▸ **The task**: In the entries that follow, which lines hold the string "point"? List them.

BEGIN Data

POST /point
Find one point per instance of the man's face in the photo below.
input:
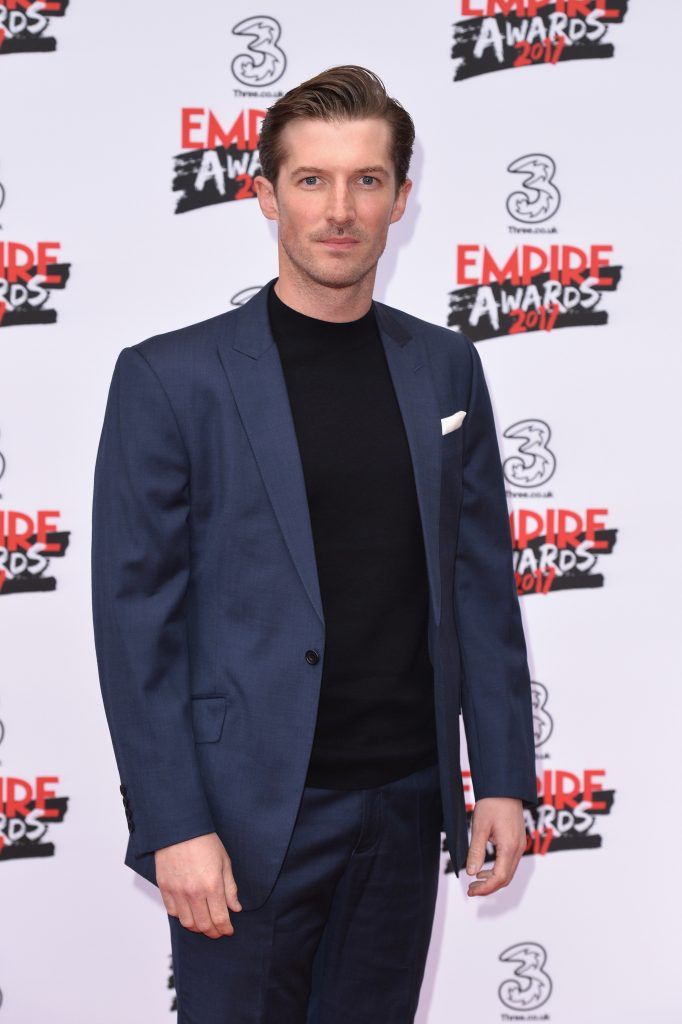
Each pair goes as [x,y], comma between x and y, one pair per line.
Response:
[335,198]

END Data

▸ **Exercise result**:
POST /point
Find one point per instance of the man's face in the photo below.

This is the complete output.